** Start of PAGE EXTRACT **

The efficiency of the solar panels that are commercially available varies from 5-15%. This means that 5-15% of the energy of all sunlight that reaches the cell will actually be transformed into electricity. Research laboratories all over the world are developing new materials with higher efficiencies (upto 30%). Production costs are evenly important. Some new technologies (such as thin film) allow labour extensive large scale production which would decrease the cost significantly.
Irradiation
The sun is continuously emitting enormous amounts of energy. A fraction of that energy reaches the earth. The fraction of the energy from the sun that reaches the earth in just one day is still more than enough to cover the energy use of the world in a whole year. However, not all the energy of the sun that reaches the earth can be used effectively. Part of the sunlight is absorbed in the earth's atmosphere or reflected back into space.
The intensity of the sunlight that reaches the earth varies with time of the day and year, location, and the weather conditions. The total energy on a daily or annual basis is called irradiation and indicates the strength of the sunshine. Irradiation is expressed in Wh/m² per day or for instance kWh/m² per day.
To simplify calculations with irradiation data solar energy is expressed in equivalents of hour's bright sun light. Bright sun light corresponds with a power of about 1,000 W/m² so one hour of bright sunlight corresponds with an amount of energy of 1 kWh/m².
This is approximately the solar energy when the sun shines on a cloudless day in the summer on a surface of one square meter perpendicular to the sun.
Please visit the PVGIS: Geographical Assessment of Solar Energy Resource and Photovoltaic Technology for solar irrradiation levels in Greece and the rest of Europe.
The irradiation varies with time of day but it can also vary considerably from location to location, especially in mountainous areas. Irradiation various from an average of 1,000 kWh/m² per year for northern European countries such as Germany, to 2,000 to 2,500 kWh/m² per year for desert areas. Weather conditions and the difference in the relative position of the sun (solar elevation) in the sky, which depend on the latitude of each place on earth, cause these variations (see also orientation and tilt angle).
Orientation
The sunlight travels in a straight line from the sun to the earth. When it enters the earth's atmosphere part of the light is scattered and part of it reaches the surface in a straight line. Another part of the light is absorbed by the atmosphere. This scattered sunlight is what we call diffuse radiation or diffuse light. The sunlight that reaches the surface without being scattered or absorbed is of course direct radiation. Direct radiation is the most intense as everyone knows from sunbathing or working outdoors.
1. direct
2. absorption
3. reflection
4. indirect
Only a small fraction of all sunlight actually reaches the surface of the earth.
A solar panel produces electricity even when there is no direct sunlight. So even with cloudy skies a solar energy system will produce electricity (see How does it work). The best conditions, however, are bright sunlight and the solar panel facing towards the sun. To benefit most of the direct sunlight a solar panel has to be oriented as best as possible towards the sun. For places on the Northern Hemisphere this is south, for countries on the Southern Hemisphere this is north.

** End of PAGE EXTRACT **

**REQUEST**. From the solar energy passage, extract word for word the stretch starting with "The intensity of" and going on through "rest of Europe.". Work from the solar energy passage above and nothing else.

** Start of DATA SHOWN **

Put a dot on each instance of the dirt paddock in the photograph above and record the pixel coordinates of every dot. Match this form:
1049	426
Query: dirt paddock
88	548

** End of DATA SHOWN **

**WRITTEN RESPONSE**.
The intensity of the sunlight that reaches the earth varies with time of the day and year, location, and the weather conditions. The total energy on a daily or annual basis is called irradiation and indicates the strength of the sunshine. Irradiation is expressed in Wh/m² per day or for instance kWh/m² per day.
To simplify calculations with irradiation data solar energy is expressed in equivalents of hour's bright sun light. Bright sun light corresponds with a power of about 1,000 W/m² so one hour of bright sunlight corresponds with an amount of energy of 1 kWh/m².
This is approximately the solar energy when the sun shines on a cloudless day in the summer on a surface of one square meter perpendicular to the sun.
Please visit the PVGIS: Geographical Assessment of Solar Energy Resource and Photovoltaic Technology for solar irrradiation levels in Greece and the rest of Europe.